Source data:
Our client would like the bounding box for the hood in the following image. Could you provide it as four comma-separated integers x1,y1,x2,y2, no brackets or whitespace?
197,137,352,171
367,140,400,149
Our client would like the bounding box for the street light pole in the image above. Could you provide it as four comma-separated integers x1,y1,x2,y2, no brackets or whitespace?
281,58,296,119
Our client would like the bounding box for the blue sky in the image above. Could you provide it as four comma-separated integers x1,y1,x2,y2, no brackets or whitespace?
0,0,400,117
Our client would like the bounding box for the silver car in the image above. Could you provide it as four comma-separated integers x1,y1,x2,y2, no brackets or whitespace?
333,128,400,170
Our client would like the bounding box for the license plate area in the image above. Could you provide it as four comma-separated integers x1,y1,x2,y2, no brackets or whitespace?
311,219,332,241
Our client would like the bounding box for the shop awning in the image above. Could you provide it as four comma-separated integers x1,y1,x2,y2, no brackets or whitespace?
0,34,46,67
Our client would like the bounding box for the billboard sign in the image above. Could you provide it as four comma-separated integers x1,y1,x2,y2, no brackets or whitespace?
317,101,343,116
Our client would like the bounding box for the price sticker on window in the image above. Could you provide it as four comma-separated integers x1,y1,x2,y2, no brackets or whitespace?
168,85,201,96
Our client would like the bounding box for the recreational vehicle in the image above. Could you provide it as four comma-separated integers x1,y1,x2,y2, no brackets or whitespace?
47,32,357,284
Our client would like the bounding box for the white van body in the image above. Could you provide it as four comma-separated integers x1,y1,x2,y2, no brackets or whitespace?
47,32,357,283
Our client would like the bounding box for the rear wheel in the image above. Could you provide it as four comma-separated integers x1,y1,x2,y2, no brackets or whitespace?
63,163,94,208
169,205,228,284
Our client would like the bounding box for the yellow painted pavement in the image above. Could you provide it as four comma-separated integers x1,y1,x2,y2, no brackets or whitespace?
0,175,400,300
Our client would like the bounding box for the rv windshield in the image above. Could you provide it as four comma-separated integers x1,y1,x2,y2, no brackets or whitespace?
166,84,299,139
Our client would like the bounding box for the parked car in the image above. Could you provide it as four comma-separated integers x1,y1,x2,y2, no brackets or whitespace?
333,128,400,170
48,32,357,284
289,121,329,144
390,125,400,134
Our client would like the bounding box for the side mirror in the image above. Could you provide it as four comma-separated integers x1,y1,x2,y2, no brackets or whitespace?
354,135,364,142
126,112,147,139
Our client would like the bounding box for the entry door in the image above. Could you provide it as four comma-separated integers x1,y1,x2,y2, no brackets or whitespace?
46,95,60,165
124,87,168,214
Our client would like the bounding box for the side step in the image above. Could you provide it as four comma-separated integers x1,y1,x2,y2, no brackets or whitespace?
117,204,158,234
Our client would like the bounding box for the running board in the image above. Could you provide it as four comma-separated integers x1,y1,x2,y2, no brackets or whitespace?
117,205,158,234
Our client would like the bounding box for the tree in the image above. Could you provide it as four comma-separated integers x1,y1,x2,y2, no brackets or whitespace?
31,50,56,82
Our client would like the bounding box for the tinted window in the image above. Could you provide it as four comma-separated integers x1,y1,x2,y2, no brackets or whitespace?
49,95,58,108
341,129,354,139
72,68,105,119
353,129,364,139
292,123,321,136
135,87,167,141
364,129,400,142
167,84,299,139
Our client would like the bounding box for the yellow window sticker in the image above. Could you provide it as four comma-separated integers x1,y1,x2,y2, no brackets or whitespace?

What the task requires:
Give all the rows above as a numbered list, omitting any blank lines.

Task output:
1. Our client would like the bounding box for the hood in the following image. Could you provide it as four comma-separated integers x1,y1,x2,y2, no brackets or whitespace?
2. 197,137,352,171
3. 367,140,400,149
4. Our client would like the bounding box for the street light pole in the image above. Could you provide it as four comma-separated integers x1,y1,x2,y2, no brackets or whitespace?
5. 281,58,296,119
6. Our client would like the bounding box for the blue sky in the image above. Could you provide it as four comma-separated integers x1,y1,x2,y2, no brackets or whitespace?
7. 0,0,400,117
8. Our client would like the bounding box for the silver car in the image above. Could you provide it as four comma-separated integers x1,y1,x2,y2, no brackets or whitespace?
9. 333,128,400,170
10. Our client would like the bounding box for the license plate area in the image above. Could you provide it as four comma-separated integers x1,y1,x2,y2, no brackets or whitespace?
11. 311,219,332,241
12. Our client would like the bounding box for the shop awning in the image above. Could you provide it as four comma-separated integers x1,y1,x2,y2, no brackets or whitespace?
13. 0,34,46,67
14. Our client would like the bounding box for the billboard sign in the image above. Could you provide it as four comma-separated integers x1,y1,x2,y2, no brackets or whitespace?
15. 317,101,343,116
16. Our client would like the bounding box for the price sticker on window in the image above. Could you provide it as four comma-separated integers x1,y1,x2,y2, no brackets or whitespace?
17. 168,85,201,96
18. Our client would like the bounding box for the recreational vehicle in the image above. Could you provide it as four comma-separated integers x1,y1,x2,y2, no brackets or whitespace?
19. 47,32,357,284
20. Our client would like the bounding box for the white van body in the image above. Could you provide it as four comma-separated integers x1,y1,x2,y2, no brackets or whitespace?
21. 47,32,357,283
22. Our client would like the bounding box for the rear wheel in the image above. Could you provide it as four comma-separated integers x1,y1,x2,y2, no brackets or whitespace?
23. 63,163,94,208
24. 169,205,228,284
25. Our client would like the bounding box for the yellow painted pavement in the image above. Could you provide it as four comma-separated integers x1,y1,x2,y2, no brackets or whitespace?
26. 0,175,400,300
27. Our client would like the bounding box for the rv windshield in the image above. Could you provide it as four comma-separated integers x1,y1,x2,y2, no brackets or whitespace?
28. 166,84,299,139
29. Our client would like the bounding box for the parked car in the image above. Could you provide it as four comma-separated integers x1,y1,x2,y2, no brackets or whitespace?
30. 333,128,400,170
31. 48,32,357,284
32. 289,121,329,144
33. 390,125,400,134
34. Our client would like the bounding box for the side mirror in the image above. Could you provide it as four comma-separated integers x1,y1,x2,y2, no brackets or whitespace?
35. 354,135,364,142
36. 126,112,147,139
37. Our client would like the bounding box for the entry door in the image above. Could you provide it as four comma-separated integers x1,y1,x2,y2, no brackets or whitespace?
38. 46,95,60,165
39. 124,87,168,214
40. Our client would like the bounding box for the side step in the image above. Could you provide it as four comma-separated integers x1,y1,x2,y2, no brackets or whitespace?
41. 117,204,158,234
42. Our client would like the bounding box for the running board in the image above. Could you provide it as four comma-separated integers x1,y1,x2,y2, no brackets or whitespace?
43. 117,205,158,234
44. Our client would like the bounding box for the tree in the image above. Could you provide it as four comma-separated integers x1,y1,x2,y2, no brackets or whitespace?
45. 31,50,56,82
46. Our client would like the bounding box for the tinted window in the image above. Could you provide it as four comma-separated integers x1,y1,x2,y2, no brackets or whitespace?
47. 49,95,58,108
48. 341,129,354,139
49. 72,68,105,119
50. 353,129,364,139
51. 292,123,321,136
52. 135,87,167,141
53. 364,129,400,142
54. 167,84,299,139
55. Our client would like the bounding box for the yellow window sticker in the image above. Could you provide it as four comma-separated integers x1,y1,x2,y2, no brackets or whitespace?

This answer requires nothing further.